- [Source extract]:
-- begin --
So the closed captions with QuickTime in sticking with our theme that you may have heard in some of the sessions at the beginning of the week is that we're really taking advantage of open standards. We didn't want to reinvent the wheel with closed captions. Closed captions have been around for a long time. And there are several standards out there that cover them quite well. And we thought we would take advantage of those.
So initially, for this first support that we've added in the just recently released 7.16 we've added support for what is known as the CEA-608 standard, which is essentially the standard on which the FCC based their regulations. So it's what you would see coming across a television set in North America.
Commonly known as analog line 21 captions. ! You've probably heard them referred to as several different ways. But essentially, what that is, is you know, when you turn on a television set and there's captioning available, you see the standard black bars with the white text. So we really wanted to start with that in QuickTime, as that's the most common format used today.
The support in QuickTime for that is limited to a single field and a single channel. If you're familiar with closed caption technology you know that captions are available in up to four channels of information and you have options on your TV set to choose which one you want.
The first one which is the most common one is typically the direct captioning of what you've got. And then often times there's a second one which might be a foreign language translation, or a simplified translation for maybe a younger audience or something of that nature. Channels three and four are extremely rarely used. So I wouldn't even go into them.
-- end --
- [Things to do]:
a: Transcribe the stretch of the QuickTime captions talk from "Commonly known as" through "format used today.".
b: Pick up the QuickTime captions talk after its last sentence and continue it.
The records that come next are separate material, unrelated to the QuickTime captions talk.

- [Provided records]:
-- begin --
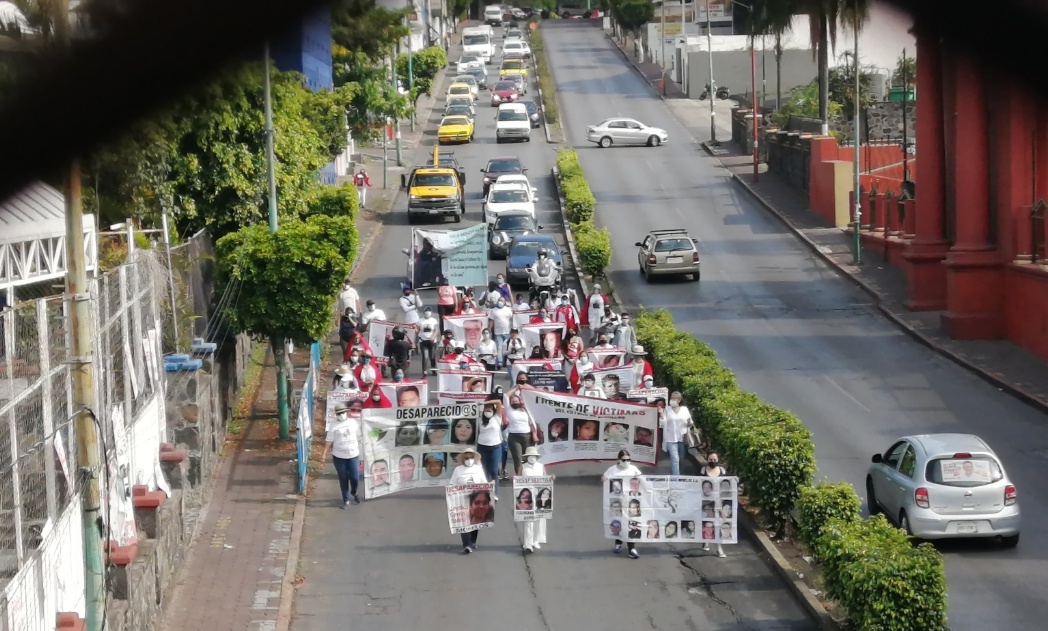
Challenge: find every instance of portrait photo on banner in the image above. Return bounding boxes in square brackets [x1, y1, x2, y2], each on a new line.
[444, 313, 487, 351]
[521, 388, 658, 465]
[514, 476, 553, 521]
[362, 401, 482, 499]
[444, 482, 495, 535]
[603, 476, 739, 544]
[378, 379, 430, 408]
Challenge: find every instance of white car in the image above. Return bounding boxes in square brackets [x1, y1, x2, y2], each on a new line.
[481, 176, 538, 223]
[586, 118, 670, 149]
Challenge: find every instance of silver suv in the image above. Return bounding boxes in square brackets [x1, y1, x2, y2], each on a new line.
[636, 229, 700, 281]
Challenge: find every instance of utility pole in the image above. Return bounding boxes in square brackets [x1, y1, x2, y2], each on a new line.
[263, 42, 291, 439]
[57, 0, 108, 631]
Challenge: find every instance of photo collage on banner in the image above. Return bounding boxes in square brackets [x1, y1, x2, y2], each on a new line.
[444, 313, 487, 352]
[378, 379, 430, 408]
[444, 482, 495, 535]
[368, 320, 418, 357]
[361, 402, 482, 499]
[604, 476, 739, 544]
[520, 322, 567, 360]
[521, 389, 658, 466]
[514, 476, 553, 521]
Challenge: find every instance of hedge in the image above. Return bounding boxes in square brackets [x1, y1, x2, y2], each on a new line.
[556, 149, 611, 278]
[628, 306, 946, 631]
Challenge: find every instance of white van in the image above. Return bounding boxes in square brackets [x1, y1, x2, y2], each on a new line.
[462, 26, 495, 64]
[495, 103, 531, 143]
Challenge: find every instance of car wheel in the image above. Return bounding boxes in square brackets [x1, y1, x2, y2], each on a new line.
[866, 477, 880, 516]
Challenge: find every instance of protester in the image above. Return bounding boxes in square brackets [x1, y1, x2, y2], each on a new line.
[659, 391, 695, 476]
[321, 404, 361, 510]
[447, 448, 487, 554]
[520, 445, 556, 554]
[601, 450, 643, 559]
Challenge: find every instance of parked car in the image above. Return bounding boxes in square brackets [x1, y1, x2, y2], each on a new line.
[866, 434, 1021, 547]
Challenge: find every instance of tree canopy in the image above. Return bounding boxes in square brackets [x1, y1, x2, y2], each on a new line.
[216, 215, 359, 344]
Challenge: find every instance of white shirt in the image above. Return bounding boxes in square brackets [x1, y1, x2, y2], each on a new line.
[400, 293, 422, 324]
[418, 316, 440, 342]
[327, 416, 361, 458]
[449, 456, 487, 486]
[506, 407, 531, 434]
[492, 306, 514, 335]
[662, 406, 692, 442]
[477, 414, 502, 447]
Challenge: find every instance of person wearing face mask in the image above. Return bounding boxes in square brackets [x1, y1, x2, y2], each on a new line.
[699, 452, 727, 559]
[601, 450, 643, 559]
[399, 285, 422, 324]
[477, 329, 499, 371]
[519, 445, 556, 554]
[575, 372, 608, 398]
[447, 448, 489, 554]
[477, 394, 502, 502]
[321, 404, 361, 510]
[659, 392, 695, 476]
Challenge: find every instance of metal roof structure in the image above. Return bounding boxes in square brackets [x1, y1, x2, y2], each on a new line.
[0, 181, 99, 291]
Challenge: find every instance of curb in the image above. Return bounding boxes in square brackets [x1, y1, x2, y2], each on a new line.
[729, 173, 1048, 412]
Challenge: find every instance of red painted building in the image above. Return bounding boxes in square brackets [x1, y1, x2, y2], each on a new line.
[902, 27, 1048, 361]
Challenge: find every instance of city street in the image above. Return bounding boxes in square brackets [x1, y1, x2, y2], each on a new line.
[543, 21, 1048, 631]
[291, 31, 812, 631]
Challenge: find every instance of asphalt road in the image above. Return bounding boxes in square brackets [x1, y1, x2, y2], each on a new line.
[291, 31, 811, 631]
[543, 23, 1048, 631]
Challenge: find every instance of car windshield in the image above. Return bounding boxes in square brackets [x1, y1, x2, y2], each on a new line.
[492, 190, 527, 203]
[495, 215, 534, 230]
[499, 110, 527, 121]
[924, 454, 1004, 487]
[412, 173, 455, 187]
[486, 160, 521, 173]
[655, 239, 692, 252]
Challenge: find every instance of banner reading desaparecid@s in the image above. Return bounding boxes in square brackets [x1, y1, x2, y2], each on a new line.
[361, 401, 482, 499]
[521, 388, 658, 466]
[603, 476, 739, 544]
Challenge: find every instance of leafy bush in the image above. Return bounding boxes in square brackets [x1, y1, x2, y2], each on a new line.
[796, 482, 863, 552]
[815, 515, 946, 631]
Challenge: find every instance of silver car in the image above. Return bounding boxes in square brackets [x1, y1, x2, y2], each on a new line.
[586, 118, 670, 149]
[866, 434, 1020, 547]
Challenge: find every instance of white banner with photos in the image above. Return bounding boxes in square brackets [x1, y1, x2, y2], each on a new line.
[604, 476, 739, 544]
[521, 388, 658, 466]
[514, 476, 553, 521]
[444, 482, 495, 535]
[361, 402, 482, 499]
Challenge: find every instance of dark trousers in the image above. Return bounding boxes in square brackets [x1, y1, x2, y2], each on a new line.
[331, 456, 361, 502]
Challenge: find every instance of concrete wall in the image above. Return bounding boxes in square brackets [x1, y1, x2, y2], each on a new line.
[686, 50, 818, 102]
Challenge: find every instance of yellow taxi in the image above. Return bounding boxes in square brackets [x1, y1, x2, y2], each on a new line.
[437, 116, 474, 145]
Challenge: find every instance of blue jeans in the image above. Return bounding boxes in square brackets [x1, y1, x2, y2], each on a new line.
[665, 442, 684, 476]
[331, 456, 361, 502]
[477, 442, 503, 495]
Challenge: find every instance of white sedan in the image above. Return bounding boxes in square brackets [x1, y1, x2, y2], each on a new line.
[586, 118, 670, 149]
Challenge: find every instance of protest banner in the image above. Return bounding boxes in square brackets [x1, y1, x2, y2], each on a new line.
[408, 223, 487, 289]
[520, 322, 567, 358]
[437, 370, 493, 392]
[603, 476, 739, 544]
[521, 388, 658, 465]
[514, 476, 553, 521]
[444, 482, 495, 535]
[368, 320, 418, 357]
[378, 379, 430, 408]
[361, 402, 483, 499]
[444, 312, 487, 352]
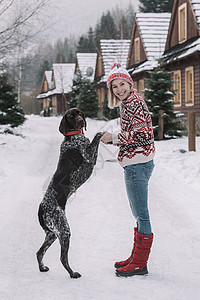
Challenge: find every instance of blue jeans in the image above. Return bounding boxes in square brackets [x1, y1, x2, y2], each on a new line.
[124, 160, 154, 234]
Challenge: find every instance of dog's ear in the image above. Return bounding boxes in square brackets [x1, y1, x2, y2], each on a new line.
[59, 116, 69, 136]
[81, 111, 87, 130]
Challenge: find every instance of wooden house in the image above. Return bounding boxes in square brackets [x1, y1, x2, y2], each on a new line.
[75, 53, 97, 82]
[95, 40, 130, 116]
[163, 0, 200, 116]
[126, 13, 171, 93]
[37, 64, 75, 115]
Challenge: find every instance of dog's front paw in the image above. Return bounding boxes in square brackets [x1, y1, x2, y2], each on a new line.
[70, 272, 81, 278]
[40, 266, 49, 272]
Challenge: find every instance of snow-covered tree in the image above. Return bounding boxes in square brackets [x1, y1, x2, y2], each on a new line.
[0, 73, 25, 127]
[95, 11, 117, 44]
[77, 79, 98, 118]
[144, 65, 183, 138]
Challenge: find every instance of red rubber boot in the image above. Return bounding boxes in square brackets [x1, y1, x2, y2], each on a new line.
[115, 227, 138, 269]
[116, 233, 153, 277]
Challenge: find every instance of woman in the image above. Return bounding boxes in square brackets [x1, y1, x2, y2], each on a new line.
[101, 63, 155, 277]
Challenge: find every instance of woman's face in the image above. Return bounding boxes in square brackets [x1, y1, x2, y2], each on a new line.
[112, 79, 131, 101]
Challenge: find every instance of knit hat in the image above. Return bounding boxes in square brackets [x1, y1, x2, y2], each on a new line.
[107, 63, 133, 88]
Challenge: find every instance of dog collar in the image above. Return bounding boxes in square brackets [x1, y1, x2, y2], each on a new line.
[66, 129, 83, 135]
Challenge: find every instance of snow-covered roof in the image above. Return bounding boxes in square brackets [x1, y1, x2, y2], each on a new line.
[190, 0, 200, 30]
[163, 37, 200, 63]
[129, 13, 171, 74]
[76, 53, 97, 81]
[52, 64, 75, 94]
[136, 13, 171, 60]
[100, 40, 130, 81]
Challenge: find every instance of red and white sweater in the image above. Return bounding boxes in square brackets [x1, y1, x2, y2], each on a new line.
[112, 92, 155, 167]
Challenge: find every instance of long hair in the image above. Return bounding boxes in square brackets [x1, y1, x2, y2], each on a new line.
[108, 83, 136, 109]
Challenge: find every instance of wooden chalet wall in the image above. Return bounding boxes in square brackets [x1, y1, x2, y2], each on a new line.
[127, 17, 147, 69]
[165, 0, 199, 51]
[163, 0, 200, 116]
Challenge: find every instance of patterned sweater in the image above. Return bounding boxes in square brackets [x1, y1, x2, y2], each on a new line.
[112, 92, 155, 167]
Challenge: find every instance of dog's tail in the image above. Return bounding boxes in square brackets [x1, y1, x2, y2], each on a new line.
[38, 204, 48, 230]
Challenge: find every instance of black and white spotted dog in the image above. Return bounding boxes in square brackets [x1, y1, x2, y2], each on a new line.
[37, 108, 102, 278]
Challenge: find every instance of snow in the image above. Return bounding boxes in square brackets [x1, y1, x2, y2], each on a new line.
[0, 116, 200, 300]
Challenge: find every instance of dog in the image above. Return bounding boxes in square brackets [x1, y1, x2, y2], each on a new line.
[36, 108, 103, 278]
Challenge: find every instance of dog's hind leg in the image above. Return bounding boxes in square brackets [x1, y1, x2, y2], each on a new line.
[59, 234, 81, 278]
[36, 230, 57, 272]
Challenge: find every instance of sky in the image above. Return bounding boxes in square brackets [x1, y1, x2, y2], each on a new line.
[46, 0, 139, 41]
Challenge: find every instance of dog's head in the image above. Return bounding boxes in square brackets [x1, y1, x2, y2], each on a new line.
[59, 108, 87, 136]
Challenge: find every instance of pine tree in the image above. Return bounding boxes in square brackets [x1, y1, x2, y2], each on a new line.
[95, 11, 118, 44]
[139, 0, 174, 13]
[77, 79, 98, 118]
[144, 65, 183, 138]
[36, 60, 51, 85]
[0, 73, 25, 128]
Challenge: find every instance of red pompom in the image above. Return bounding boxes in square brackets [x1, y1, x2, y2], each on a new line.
[110, 63, 122, 70]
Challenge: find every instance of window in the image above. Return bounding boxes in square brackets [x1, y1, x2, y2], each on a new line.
[178, 3, 187, 43]
[100, 88, 104, 108]
[174, 70, 181, 106]
[97, 89, 101, 107]
[139, 79, 144, 95]
[135, 37, 140, 64]
[185, 67, 194, 106]
[133, 81, 137, 91]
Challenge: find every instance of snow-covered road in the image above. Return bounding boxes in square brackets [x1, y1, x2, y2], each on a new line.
[0, 116, 200, 300]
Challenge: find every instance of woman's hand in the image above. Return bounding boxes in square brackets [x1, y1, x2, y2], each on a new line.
[101, 131, 112, 144]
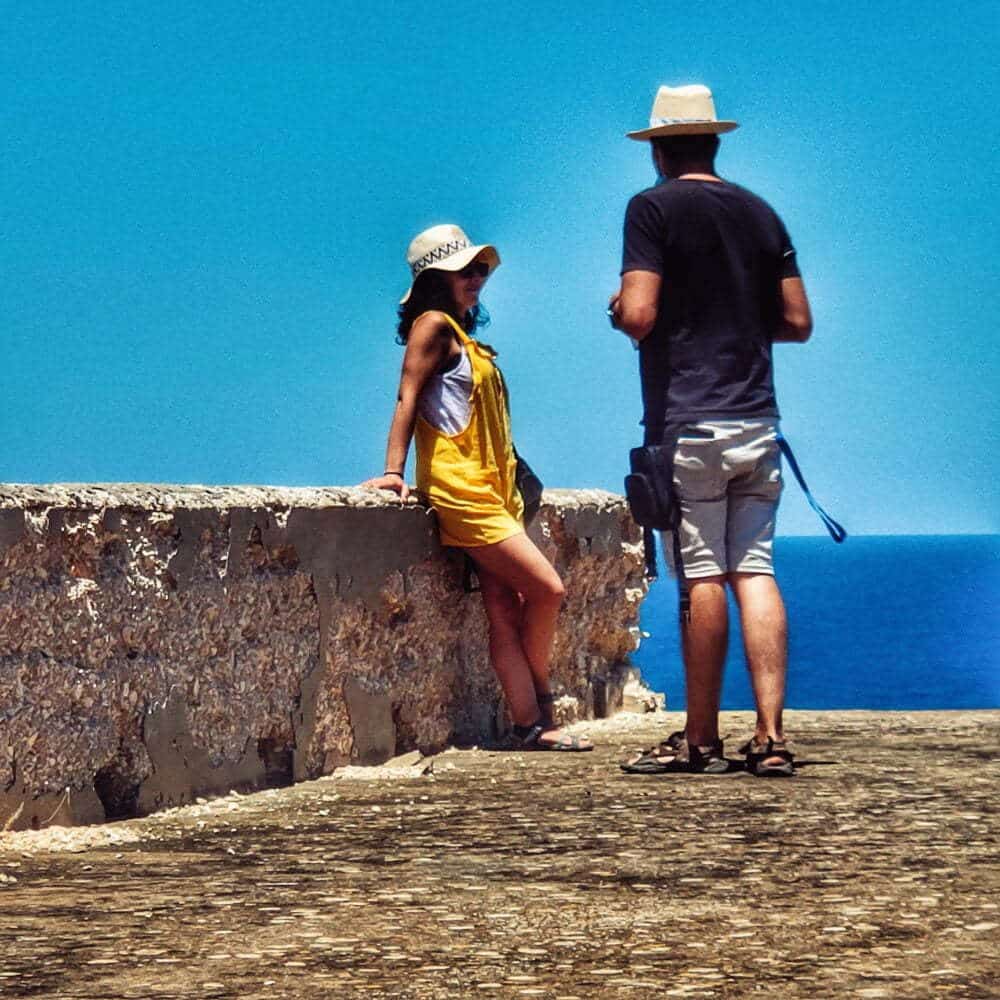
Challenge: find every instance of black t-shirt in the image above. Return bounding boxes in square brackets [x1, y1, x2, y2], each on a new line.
[622, 180, 799, 440]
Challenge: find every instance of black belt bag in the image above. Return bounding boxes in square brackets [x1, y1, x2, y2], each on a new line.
[625, 442, 680, 531]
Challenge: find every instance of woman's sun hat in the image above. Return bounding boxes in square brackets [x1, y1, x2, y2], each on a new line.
[625, 83, 739, 141]
[399, 223, 500, 304]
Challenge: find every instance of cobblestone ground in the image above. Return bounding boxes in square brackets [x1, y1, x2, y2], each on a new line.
[0, 712, 1000, 1000]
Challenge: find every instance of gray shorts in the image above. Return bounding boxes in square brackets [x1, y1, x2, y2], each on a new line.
[663, 418, 782, 579]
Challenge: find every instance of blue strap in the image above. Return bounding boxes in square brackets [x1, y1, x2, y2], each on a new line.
[778, 431, 847, 543]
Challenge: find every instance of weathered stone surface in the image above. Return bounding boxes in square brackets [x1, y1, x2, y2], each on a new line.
[0, 712, 1000, 1000]
[0, 484, 644, 827]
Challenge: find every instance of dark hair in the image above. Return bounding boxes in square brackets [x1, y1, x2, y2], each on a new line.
[396, 268, 490, 344]
[652, 133, 719, 163]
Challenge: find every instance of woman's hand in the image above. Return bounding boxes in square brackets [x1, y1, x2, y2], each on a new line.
[361, 472, 410, 500]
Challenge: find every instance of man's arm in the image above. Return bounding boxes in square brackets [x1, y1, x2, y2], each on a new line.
[771, 278, 812, 344]
[609, 271, 663, 341]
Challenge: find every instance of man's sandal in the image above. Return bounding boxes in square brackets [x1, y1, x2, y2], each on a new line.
[508, 716, 594, 753]
[740, 739, 795, 778]
[619, 730, 729, 774]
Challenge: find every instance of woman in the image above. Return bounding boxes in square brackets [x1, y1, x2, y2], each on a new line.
[362, 225, 593, 751]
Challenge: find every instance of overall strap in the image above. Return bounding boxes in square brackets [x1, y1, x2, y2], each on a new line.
[777, 431, 847, 543]
[441, 312, 473, 347]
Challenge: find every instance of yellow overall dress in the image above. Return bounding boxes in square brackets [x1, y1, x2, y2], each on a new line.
[413, 313, 524, 548]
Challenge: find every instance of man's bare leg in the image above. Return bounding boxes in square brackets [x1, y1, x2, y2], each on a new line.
[681, 576, 729, 746]
[729, 573, 788, 743]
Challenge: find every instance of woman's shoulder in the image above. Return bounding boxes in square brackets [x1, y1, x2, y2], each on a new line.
[410, 309, 455, 337]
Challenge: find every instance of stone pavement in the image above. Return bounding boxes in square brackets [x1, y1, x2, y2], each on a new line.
[0, 712, 1000, 998]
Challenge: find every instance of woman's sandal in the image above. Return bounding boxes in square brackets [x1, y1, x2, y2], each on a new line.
[740, 739, 795, 778]
[618, 729, 729, 774]
[509, 716, 594, 753]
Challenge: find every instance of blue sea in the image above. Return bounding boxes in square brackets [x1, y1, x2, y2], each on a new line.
[632, 535, 1000, 709]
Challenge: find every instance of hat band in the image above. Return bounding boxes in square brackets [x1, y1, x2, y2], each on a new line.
[410, 240, 471, 278]
[649, 118, 717, 128]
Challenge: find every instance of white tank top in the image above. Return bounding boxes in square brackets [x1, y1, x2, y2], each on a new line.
[417, 347, 473, 434]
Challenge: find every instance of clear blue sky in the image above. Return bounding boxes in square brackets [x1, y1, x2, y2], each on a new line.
[0, 0, 1000, 534]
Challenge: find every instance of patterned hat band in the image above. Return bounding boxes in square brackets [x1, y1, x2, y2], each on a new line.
[400, 222, 500, 303]
[410, 240, 472, 278]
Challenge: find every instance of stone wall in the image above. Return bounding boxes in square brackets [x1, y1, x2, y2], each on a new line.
[0, 485, 645, 829]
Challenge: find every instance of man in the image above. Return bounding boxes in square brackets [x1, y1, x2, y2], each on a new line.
[610, 85, 812, 777]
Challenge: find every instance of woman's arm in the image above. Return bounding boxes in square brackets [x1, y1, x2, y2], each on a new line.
[361, 313, 452, 500]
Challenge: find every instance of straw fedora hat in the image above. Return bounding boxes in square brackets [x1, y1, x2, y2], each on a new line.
[399, 224, 500, 304]
[625, 83, 739, 141]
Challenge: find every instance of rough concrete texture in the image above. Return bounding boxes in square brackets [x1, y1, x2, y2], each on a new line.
[0, 712, 1000, 1000]
[0, 484, 644, 829]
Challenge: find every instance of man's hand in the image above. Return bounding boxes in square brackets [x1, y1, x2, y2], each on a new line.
[611, 271, 663, 342]
[608, 288, 622, 330]
[359, 472, 410, 500]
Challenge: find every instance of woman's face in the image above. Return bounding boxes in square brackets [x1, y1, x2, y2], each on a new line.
[444, 260, 490, 313]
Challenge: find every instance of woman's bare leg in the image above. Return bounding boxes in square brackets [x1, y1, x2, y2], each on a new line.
[467, 534, 566, 691]
[466, 534, 584, 739]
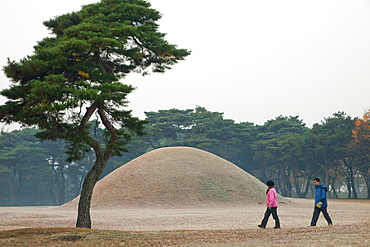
-- end --
- [Answers to the exercises]:
a:
Commonly known as analog line 21 captions. ! You've probably heard them referred to as several different ways. But essentially, what that is, is you know, when you turn on a television set and there's captioning available, you see the standard black bars with the white text. So we really wanted to start with that in QuickTime, as that's the most common format used today.

b:
So the support in QuickTime is done via a new Midi handler and a new track type. We could have gone and used the existing text track in QuickTime. But that would have meant, you know, going with a non standard type thing. And we really wanted to take advantage of the standard, as I mentioned before.
The nice thing too about this is that with a new track type and Midi handler, we can make captions, visual content, capable which text tracks are not. As many of you are probably well aware. That means that you can display captions in a visual context, enable the application, and get all the performance that comes along with doing that.
Current, captions are not searchable. If you're used to text, you might know that text is searchable in QuickTime, captions are not. And really, this is a first pass support for us. So of the main focus here is playback, and also the ability to create the movie. So we don't yet have a capture solution.
I just wanted to point that out. So I just want to show you something here that kind of illustrates the format of the data before we get into actually how to get this into a movie in your own application. One of the most common file formats that you might see this represented in, in a digital world once you've brought it off the Line 21 analog signal is something called a Scenarist closed caption.
And basically what that is, is a text based file. And you'll see by looking at it that you have a time code followed by a series of hexadecimal bytes. And you'll see a 2-byte pair followed by another 2-byte pair, et cetera. Line 21 signal carries 2 bytes per field in the NTSC signal. So each one of those pairs of bytes represents one field. And then the time code is the time at which that particular row of data starts displaying. And that will be useful when we look at how we create the content in a moment.
So I wanted to show you some pseudo code here, basically, that will show you how you can add the content to your own movies. And the great thing to note here is that there's actually no new APIs. No new data structures. You can do all of this with existing APIs.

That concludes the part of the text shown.